* _Set exercise 1_
For each statement about the Keith Haring excerpt below, answer yes or no and quote the words of the excerpt that decide it. (a) The writer saw Haring in person during his Melbourne visit. (b) Haring stenciled “CLONES GO HOME” on sidewalk borders in the Village. (c) Haring said the galleries of that time were dominated by people under thirty.

Person of Interest – Keith Haring

The art of Keith Haring first came to my attention when he visited Melbourne (see my post Keith Haring in Melbourne). Haring was like a pop star, except that he was doing visual arts rather than music. I didn’t get to see him in Melbourne but he was everywhere for the next few years; I saw him on TV and in magazines and not just the art magazines.

Peat Wollaeger, Keith Haring Stencil, 2008 at Collingwood Technical College

Peat Wollaeger, Keith Haring Stencil, 2008 at Collingwood Technical College

In the early 1980s Keith Haring along with other East Village artists, like Jenny Holzer and Barbara Kruger used ‘wall-posters’ (paste-ups/wheat-pasting). Haring’s paste-ups were fake news headlines like as: “REAGAN SLAIN BY HERO COP”; cutting up headlines was a strategy adopted from William Burroughs. Haring also used stencils in his early street work stencilling “CLONES GO HOME” on sidewalk borders in the Village. This early flowering of what would later be known as street art heralds an art movement.

“The galleries at that time were still dominated by people over thirty and mostly Conceptual and Post-Minimal art.” Keith Haring commented on his influences (Notes from the Pop Underground, Peter Belisto, p.99) Haring went the opposite direction, appealing to people under thirty, like me at the time, and creating art that didn’t depend on art galleries for their meaning. Haring’s line drawings worked on subway walls, t-shirts and even Grace Jones’ naked body.

* _Set exercise 2_
Please format every line of the records below as a Markdown table with the columns Number and Record line, numbering the rows in order. Skip blank lines and leave out the pictures.

* _Supplied information_
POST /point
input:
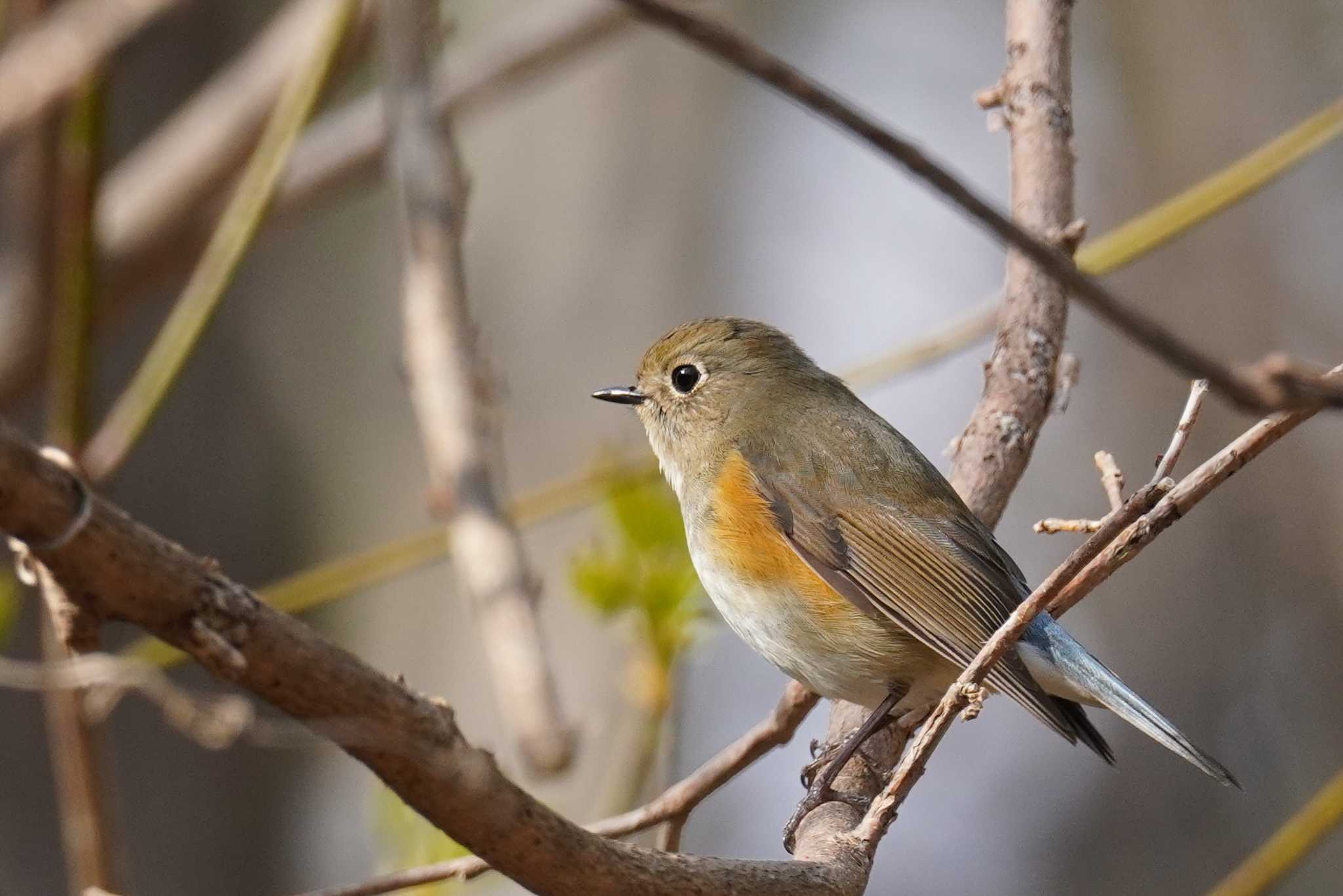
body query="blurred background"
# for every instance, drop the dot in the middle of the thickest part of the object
(645, 185)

* _Task answer 1_
(a) No: "I didn’t get to see him in Melbourne"
(b) Yes: "stencilling “CLONES GO HOME” on sidewalk borders in the Village"
(c) No: "The galleries at that time were still dominated by people over thirty"

* _Task answer 2_
| Number | Record line |
|---|---|
| 1 | POST /point |
| 2 | input: |
| 3 | body query="blurred background" |
| 4 | # for every instance, drop the dot in the middle of the thickest part of the object |
| 5 | (645, 185) |